> **SUPPLIED RECORDS**:
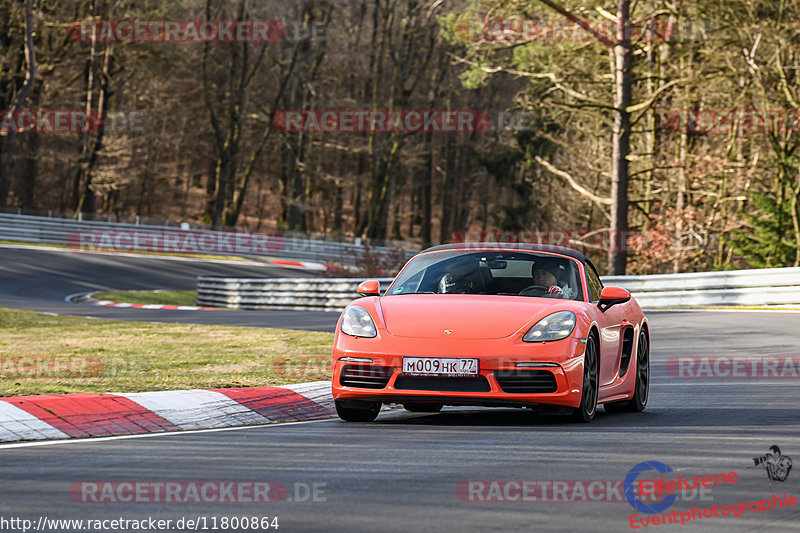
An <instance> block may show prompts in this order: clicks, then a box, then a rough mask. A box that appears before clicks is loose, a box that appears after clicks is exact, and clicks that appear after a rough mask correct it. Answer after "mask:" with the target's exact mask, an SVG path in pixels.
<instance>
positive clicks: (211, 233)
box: [0, 213, 417, 266]
mask: <svg viewBox="0 0 800 533" xmlns="http://www.w3.org/2000/svg"><path fill="white" fill-rule="evenodd" d="M0 240H7V241H16V242H35V243H45V244H57V245H62V246H69V247H70V248H72V249H75V250H76V251H110V252H128V251H138V252H148V251H149V252H168V253H192V254H203V255H211V256H236V257H254V258H258V257H275V258H282V259H283V258H285V259H294V260H300V261H313V262H318V263H323V264H325V263H328V264H335V265H344V266H350V265H355V264H356V263H357V262H358V261H359V260H360V258H361V257H362V256H363V255H364V253H365V250H366V248H365V247H364V246H363V245H361V244H357V243H348V242H335V241H322V240H316V239H310V238H305V237H302V236H298V235H297V234H290V233H289V234H281V233H278V232H267V233H254V234H248V233H234V232H229V231H212V230H203V229H191V228H189V227H188V224H187V225H184V226H183V227H174V226H153V225H144V224H127V223H119V222H101V221H94V220H91V221H90V220H72V219H63V218H49V217H40V216H30V215H12V214H3V213H0ZM398 250H401V251H402V254H404V256H405V258H406V259H408V258H410V257H411V256H413V255H414V253H416V252H417V251H416V250H410V249H401V248H397V247H389V246H374V247H370V248H369V253H370V254H377V255H389V254H397V253H398Z"/></svg>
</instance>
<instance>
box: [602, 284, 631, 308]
mask: <svg viewBox="0 0 800 533" xmlns="http://www.w3.org/2000/svg"><path fill="white" fill-rule="evenodd" d="M630 299H631V293H629V292H628V291H626V290H625V289H623V288H622V287H603V292H601V293H600V301H599V302H598V303H597V307H599V308H600V310H601V311H602V312H604V313H605V312H606V311H608V308H609V307H611V306H612V305H617V304H624V303H625V302H627V301H628V300H630Z"/></svg>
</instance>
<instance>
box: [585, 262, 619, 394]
mask: <svg viewBox="0 0 800 533" xmlns="http://www.w3.org/2000/svg"><path fill="white" fill-rule="evenodd" d="M584 269H585V271H586V282H587V285H588V287H589V299H590V300H591V301H592V304H593V305H595V306H596V305H597V302H599V301H600V292H601V291H602V290H603V283H602V282H601V281H600V276H598V275H597V270H596V269H595V268H594V265H592V263H591V262H589V261H586V264H585V265H584ZM628 307H629V306H628V305H627V304H618V305H614V306H611V308H609V309H606V312H605V313H603V312H601V311H600V310H599V309H597V312H596V316H597V325H598V327H599V328H600V368H599V371H600V375H599V380H600V386H601V387H602V386H605V385H610V384H611V383H613V382H614V379H615V378H616V377H617V374H618V372H619V364H620V358H621V355H622V328H623V326H624V324H625V323H626V317H627V309H628Z"/></svg>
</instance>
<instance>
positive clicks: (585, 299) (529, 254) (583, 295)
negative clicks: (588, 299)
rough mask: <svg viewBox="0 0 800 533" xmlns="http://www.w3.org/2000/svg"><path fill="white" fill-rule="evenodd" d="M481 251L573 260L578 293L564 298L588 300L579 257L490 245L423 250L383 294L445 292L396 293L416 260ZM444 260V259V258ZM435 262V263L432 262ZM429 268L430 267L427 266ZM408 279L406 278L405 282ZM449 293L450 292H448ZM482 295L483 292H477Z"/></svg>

> **TASK DESCRIPTION**: Write out every item above word for word, leaving out the pictures.

> **SOLUTION FOR THIS PROBLEM**:
An <instance> block may show prompts in this order: clicks, then a box, then a rough mask. A box that appears before clicks is loose, a box that appears after clicks is exact, and clicks that appear after a rough mask correct it. Answer after "mask:" with the target's exact mask, an SVG path in pixels.
<instance>
positive clicks: (211, 233)
box: [0, 213, 417, 266]
mask: <svg viewBox="0 0 800 533" xmlns="http://www.w3.org/2000/svg"><path fill="white" fill-rule="evenodd" d="M0 240H7V241H16V242H35V243H45V244H57V245H62V246H69V247H70V248H72V249H75V250H76V251H110V252H128V251H138V252H148V251H149V252H168V253H192V254H203V255H211V256H236V257H254V258H258V257H275V258H282V259H283V258H285V259H294V260H300V261H313V262H318V263H323V264H325V263H328V264H335V265H344V266H350V265H355V264H356V263H357V262H358V261H359V260H360V258H361V257H362V256H363V255H364V253H365V250H366V248H365V247H364V246H363V245H361V244H357V243H348V242H335V241H322V240H316V239H310V238H305V237H302V236H298V235H297V234H290V233H289V234H281V233H278V232H267V233H254V234H248V233H234V232H229V231H212V230H203V229H191V228H189V227H188V224H187V225H184V226H183V227H174V226H153V225H144V224H127V223H119V222H101V221H94V220H91V221H90V220H72V219H63V218H49V217H40V216H30V215H12V214H3V213H0ZM398 250H401V251H402V254H404V256H405V258H406V259H408V258H410V257H411V256H413V255H414V253H416V252H417V251H416V250H410V249H401V248H397V247H389V246H374V247H370V248H369V253H370V254H377V255H389V254H397V253H398Z"/></svg>
</instance>
<instance>
box: [602, 284, 631, 308]
mask: <svg viewBox="0 0 800 533" xmlns="http://www.w3.org/2000/svg"><path fill="white" fill-rule="evenodd" d="M630 299H631V293H629V292H628V291H626V290H625V289H623V288H622V287H603V292H601V293H600V301H599V302H598V303H597V307H599V308H600V310H601V311H602V312H604V313H605V312H606V311H608V308H609V307H611V306H612V305H617V304H624V303H625V302H627V301H628V300H630Z"/></svg>
</instance>
<instance>
box: [585, 262, 619, 394]
mask: <svg viewBox="0 0 800 533" xmlns="http://www.w3.org/2000/svg"><path fill="white" fill-rule="evenodd" d="M584 269H585V271H586V282H587V285H588V287H589V299H590V300H591V301H592V304H593V305H595V306H596V305H597V302H599V301H600V292H601V291H602V290H603V283H602V282H601V281H600V276H598V275H597V270H596V269H595V268H594V265H592V263H591V262H589V261H586V264H585V265H584ZM628 307H629V306H628V305H627V304H618V305H614V306H611V308H609V309H606V312H605V313H603V312H601V311H600V310H599V309H597V312H596V316H597V325H598V327H599V328H600V368H599V371H600V375H599V380H600V386H601V387H602V386H605V385H610V384H611V383H613V382H614V379H615V378H616V377H617V374H618V372H619V364H620V358H621V355H622V328H623V326H624V324H625V323H626V317H627V309H628Z"/></svg>
</instance>
<instance>
positive clicks: (585, 299) (529, 254) (583, 295)
negative clicks: (588, 299)
rough mask: <svg viewBox="0 0 800 533" xmlns="http://www.w3.org/2000/svg"><path fill="white" fill-rule="evenodd" d="M481 251L573 260L578 293L564 298L588 300L579 257L490 245L423 250L383 294L445 292L396 293L416 260ZM444 260V259V258ZM435 262V263L432 262ZM429 268L430 267L427 266ZM408 279L406 278L405 282ZM449 293L450 292H448ZM482 295L483 292H477Z"/></svg>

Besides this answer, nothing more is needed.